Extrait choisi:
::::::::::
Support d’intervention auprès des fonctionnaires de l’Etat ( inter-ministériel), des départements, des Mairies…sur les diversités culturelles.
Ces interventions donnaient suite à des simulations de situations ( Jeux de rôles).
Comme beaucoup d’autres sociétés , la France fait face à un ensemble de situations liées à la diversité culturelle et aux difficultés de la communication avec des personnes de nationalités diverses .
Comment dépasser ce que l’on se représente comme obstacle car l’autre est « différent »? Comment éviter les malentendus, comment prendre du recul par rapport à ses propres représentations ?
Au delà du ressenti, des préjugés et des certitudes, la communication interculturelle est un moyen de prévention et de gestion des malentendus. En ce sens, elle est un outil pour le « vivre ensemble ». Son appropriation est inhérente aux compétences du travail social et à ses finalités. « Gérer » les diversités culturelles est, au delà de la connaissance des codes culturels, une compétence à acquérir.
On peut répertorier 3 objectifs de l’éducation à l’interculturel :
I – l’acquisition de connaissances , qui vise à favoriser une meilleure compréhension des diverses cultures, y compris la nôtre. Mais, la connaissance des codes culturels n’est qu’un outil pour éviter les malentendus et faciliter le dialogue et mieux connaître l’autre dans sa réalité complexe : savoir
l’acquisition des connaissances à travers la connaissance des immigrations, de leur trajectoires, de leurs droits…Mais aussi, la familiarisation avec certains concepts : qu’est-ce que la culture ? l’identité ? l’intégration ?…
Je n’aborderai ici que la question relative à l’identité culturelle
Pour nous situer dans un contexte spatio-temporel, nous avons besoin d’intégrer notre identité, d’avoir une bonne connaissance de soi ( « Le connais-toi toi-même »). Celle-ci se modifie à travers notre histoire de vie, notre environnement social. Il y a une interaction dynamique entre notre identité et la culture. L’une et l’autre évolue dans un contexte social déterminé. Ainsi, l’identité culturelle n’est pas figée. Si l’on acquiert les bases dès l’enfance, elle évolue au contact des autres.
::::::::::
Documents présentés:

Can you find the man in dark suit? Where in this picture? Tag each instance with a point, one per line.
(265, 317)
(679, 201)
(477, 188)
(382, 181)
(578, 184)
::::::::::
À faire:
• 1. Dans l'extrait sur la communication interculturelle, reprenez le passage qui commence à « Au delà du ressenti, des » et se termine à « compétence à acquérir. », en remplaçant « malentendus » par « incompréhensions ».
• 2. Écrivez la suite de l'extrait sur la communication interculturelle, à partir de sa dernière phrase.
Les entrées forment un ensemble à part, sans lien avec l'extrait.

Réponses par tâche:
• 1.
Au delà du ressenti, des préjugés et des certitudes, la communication interculturelle est un moyen de prévention et de gestion des incompréhensions. En ce sens, elle est un outil pour le « vivre ensemble ». Son appropriation est inhérente aux compétences du travail social et à ses finalités. « Gérer » les diversités culturelles est, au delà de la connaissance des codes culturels, une compétence à acquérir.

• 2.
- Les adultes, venus en France pour des raisons économiques ou politiques ont des repères culturels déjà acquis et leur identité se modifiera au contact d’un environnement culturel différent du leur. De la manière dont ils seront accueillis dépendra leur effort d’intégration ou leur repli sur eux-mêmes. On les dit souvent « mieux intégrés » que les jeunes car « ils n’ont jamais posé de problèmes ».. En vérité, ils étaient pour la plupart dans la soumission et le silence qui sera très bruyant par la suite.
- Leurs enfants, arrivés très jeunes ou nés en France évoluent quotidiennement dans l’environnement social du pays d’accueil de leurs parents mais vivent aussi avec les repères identitaires de ces derniers : même s’ils sont français en étant nés en France, ils ont aussi, pour certains, la nationalité de leurs parents et donc la double nationalité : ex du Maghreb…Leur identité culturelle va évoluer au contact de deux cultures : ils bénéficient d’une double culture répondant à leur double identité : Mais, si le dédoublement de l’identité génère des comportements perturbés, la double identité est une richesse lorsqu’elle est bien intégrée : quelles sont les capacités de chacun à l’intégrer. Cette capacité est souvent en lien avec la situation sociale, professionnelle des parents mais aussi à leur degré d’intégration.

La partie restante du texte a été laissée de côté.